» **What to do**
Lines before the one containing "Target: gray roof" are excluded; reproduce that line and all lines after it in the entries below, exactly.

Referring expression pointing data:

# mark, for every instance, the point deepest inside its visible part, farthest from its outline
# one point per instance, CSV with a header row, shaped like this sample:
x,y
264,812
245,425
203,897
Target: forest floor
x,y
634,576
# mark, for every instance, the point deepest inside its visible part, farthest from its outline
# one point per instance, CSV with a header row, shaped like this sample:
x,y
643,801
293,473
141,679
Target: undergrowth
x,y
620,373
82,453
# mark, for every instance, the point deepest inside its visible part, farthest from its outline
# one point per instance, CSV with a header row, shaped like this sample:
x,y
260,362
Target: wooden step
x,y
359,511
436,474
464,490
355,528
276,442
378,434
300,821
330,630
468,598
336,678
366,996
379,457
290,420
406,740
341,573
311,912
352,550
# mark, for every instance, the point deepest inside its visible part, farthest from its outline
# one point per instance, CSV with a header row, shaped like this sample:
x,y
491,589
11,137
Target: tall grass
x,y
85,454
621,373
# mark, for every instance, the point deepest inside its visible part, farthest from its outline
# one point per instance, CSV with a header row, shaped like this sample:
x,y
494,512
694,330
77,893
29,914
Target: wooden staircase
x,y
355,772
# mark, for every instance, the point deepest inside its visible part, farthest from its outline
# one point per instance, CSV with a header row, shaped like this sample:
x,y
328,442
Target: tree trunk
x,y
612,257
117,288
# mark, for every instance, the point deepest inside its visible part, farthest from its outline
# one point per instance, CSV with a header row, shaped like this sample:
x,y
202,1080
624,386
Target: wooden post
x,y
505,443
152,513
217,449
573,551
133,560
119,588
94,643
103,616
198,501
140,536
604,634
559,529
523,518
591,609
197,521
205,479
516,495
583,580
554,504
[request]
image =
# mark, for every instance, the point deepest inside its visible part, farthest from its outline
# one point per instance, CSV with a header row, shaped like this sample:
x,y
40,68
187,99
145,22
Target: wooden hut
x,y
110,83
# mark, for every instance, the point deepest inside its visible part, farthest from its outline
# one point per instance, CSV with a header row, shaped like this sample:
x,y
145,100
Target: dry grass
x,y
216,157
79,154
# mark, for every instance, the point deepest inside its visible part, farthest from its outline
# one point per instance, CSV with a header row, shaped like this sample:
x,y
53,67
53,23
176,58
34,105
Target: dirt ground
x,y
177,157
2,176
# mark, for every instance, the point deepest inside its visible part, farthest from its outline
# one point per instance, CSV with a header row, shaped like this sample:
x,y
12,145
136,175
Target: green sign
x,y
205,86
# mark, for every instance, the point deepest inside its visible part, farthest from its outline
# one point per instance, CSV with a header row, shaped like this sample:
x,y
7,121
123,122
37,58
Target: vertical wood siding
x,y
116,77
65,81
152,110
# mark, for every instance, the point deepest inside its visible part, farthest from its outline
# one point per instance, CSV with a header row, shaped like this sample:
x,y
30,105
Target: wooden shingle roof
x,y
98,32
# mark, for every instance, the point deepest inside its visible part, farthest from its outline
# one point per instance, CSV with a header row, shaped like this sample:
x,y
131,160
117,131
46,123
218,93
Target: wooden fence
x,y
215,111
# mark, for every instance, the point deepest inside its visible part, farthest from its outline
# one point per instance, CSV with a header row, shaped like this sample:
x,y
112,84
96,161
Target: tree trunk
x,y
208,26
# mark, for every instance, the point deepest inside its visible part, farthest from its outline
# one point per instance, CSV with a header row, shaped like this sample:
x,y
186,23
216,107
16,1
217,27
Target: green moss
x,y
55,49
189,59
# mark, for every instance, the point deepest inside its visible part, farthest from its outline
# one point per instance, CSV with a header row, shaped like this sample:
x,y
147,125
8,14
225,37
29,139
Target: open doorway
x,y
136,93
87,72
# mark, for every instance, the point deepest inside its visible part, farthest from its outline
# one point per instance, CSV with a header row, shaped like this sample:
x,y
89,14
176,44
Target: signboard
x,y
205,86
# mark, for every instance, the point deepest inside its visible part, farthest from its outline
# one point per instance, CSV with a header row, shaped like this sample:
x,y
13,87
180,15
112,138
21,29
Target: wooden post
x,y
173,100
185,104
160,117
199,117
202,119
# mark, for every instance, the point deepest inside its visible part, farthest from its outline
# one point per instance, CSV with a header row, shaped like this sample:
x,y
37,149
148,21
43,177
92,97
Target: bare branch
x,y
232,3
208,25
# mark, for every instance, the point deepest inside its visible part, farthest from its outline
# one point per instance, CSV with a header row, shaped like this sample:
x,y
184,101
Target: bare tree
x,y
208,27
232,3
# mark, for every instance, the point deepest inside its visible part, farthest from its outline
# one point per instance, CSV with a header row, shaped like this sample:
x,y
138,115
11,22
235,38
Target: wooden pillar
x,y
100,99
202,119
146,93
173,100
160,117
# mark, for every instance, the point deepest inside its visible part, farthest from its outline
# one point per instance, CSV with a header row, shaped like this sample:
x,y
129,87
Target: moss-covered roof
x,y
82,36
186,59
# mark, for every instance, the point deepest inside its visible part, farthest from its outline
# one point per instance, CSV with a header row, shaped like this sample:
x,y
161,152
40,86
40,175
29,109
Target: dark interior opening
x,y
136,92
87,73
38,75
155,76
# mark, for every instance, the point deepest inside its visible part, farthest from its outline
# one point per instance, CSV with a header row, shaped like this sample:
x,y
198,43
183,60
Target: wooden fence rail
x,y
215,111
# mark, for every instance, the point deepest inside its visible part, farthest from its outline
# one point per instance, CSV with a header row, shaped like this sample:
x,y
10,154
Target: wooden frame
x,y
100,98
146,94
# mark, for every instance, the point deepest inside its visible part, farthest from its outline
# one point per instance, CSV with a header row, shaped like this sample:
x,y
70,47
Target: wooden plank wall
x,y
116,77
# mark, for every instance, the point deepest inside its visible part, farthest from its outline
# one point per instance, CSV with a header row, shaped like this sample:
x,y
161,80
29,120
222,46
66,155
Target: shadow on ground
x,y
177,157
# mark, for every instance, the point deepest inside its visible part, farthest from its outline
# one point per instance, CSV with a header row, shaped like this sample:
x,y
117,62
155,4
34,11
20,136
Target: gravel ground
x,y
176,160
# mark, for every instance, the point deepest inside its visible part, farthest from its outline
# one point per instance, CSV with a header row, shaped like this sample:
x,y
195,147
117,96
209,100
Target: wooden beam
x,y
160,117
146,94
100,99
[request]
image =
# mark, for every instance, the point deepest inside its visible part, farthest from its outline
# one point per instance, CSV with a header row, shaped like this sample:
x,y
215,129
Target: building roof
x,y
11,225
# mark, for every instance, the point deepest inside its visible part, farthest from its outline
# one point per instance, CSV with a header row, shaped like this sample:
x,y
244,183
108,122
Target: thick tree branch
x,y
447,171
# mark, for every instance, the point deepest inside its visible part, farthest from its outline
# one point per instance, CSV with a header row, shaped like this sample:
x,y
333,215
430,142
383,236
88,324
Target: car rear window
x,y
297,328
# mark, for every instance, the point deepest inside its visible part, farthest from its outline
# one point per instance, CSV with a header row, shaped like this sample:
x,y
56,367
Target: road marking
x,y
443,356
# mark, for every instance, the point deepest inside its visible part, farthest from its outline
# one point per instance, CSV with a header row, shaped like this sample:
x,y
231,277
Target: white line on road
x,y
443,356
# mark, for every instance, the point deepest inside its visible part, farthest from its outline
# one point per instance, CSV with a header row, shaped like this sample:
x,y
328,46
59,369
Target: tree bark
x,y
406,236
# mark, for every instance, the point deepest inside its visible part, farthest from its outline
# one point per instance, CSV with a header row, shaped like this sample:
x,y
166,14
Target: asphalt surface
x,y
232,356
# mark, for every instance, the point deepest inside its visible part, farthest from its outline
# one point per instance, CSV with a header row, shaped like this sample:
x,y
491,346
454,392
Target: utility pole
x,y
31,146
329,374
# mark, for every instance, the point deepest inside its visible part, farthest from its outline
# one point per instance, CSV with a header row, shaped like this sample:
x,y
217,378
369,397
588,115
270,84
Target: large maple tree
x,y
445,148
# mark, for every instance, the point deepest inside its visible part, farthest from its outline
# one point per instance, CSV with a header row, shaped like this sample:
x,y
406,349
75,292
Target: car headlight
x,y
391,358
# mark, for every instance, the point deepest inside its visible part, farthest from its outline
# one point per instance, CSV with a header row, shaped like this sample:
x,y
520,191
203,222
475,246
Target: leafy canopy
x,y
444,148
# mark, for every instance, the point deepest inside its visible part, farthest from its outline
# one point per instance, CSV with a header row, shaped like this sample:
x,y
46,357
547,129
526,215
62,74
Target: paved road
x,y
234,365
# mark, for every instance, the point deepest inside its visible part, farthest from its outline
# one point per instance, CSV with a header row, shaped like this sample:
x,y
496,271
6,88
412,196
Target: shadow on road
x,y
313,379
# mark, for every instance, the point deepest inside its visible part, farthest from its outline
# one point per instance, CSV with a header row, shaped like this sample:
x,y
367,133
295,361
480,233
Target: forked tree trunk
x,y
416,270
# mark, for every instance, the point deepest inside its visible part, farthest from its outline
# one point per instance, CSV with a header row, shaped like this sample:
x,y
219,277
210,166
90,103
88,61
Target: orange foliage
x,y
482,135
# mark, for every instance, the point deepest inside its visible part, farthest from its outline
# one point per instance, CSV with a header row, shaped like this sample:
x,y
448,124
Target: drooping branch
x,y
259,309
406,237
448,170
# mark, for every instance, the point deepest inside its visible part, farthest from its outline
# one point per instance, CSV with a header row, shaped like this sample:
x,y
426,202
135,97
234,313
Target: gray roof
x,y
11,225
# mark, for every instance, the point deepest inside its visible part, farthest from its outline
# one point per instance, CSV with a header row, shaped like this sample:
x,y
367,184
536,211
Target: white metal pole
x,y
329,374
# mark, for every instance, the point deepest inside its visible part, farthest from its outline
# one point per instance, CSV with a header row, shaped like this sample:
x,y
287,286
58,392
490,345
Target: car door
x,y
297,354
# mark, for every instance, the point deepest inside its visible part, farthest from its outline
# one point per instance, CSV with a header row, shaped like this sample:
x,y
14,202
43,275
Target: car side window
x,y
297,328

» **Output of the task**
Target: gray roof
x,y
11,225
# mark, for every instance, the point deepest inside its visible part, farthest from its outline
# one point per instance, CSV with a header row, shaped like this sample:
x,y
367,184
536,211
Target: white metal pole
x,y
329,374
# mark, for every instance, the point deepest inside its visible part, farthest from its outline
# one point per instance, CSV with a header row, shaped like this sample:
x,y
287,286
58,392
490,345
Target: car door
x,y
297,354
# mark, for every instance, the point deepest inside its visible part, farthest from its outline
# one point per instance, CSV with a header row, shaped like this sample:
x,y
14,202
43,275
Target: car side window
x,y
297,328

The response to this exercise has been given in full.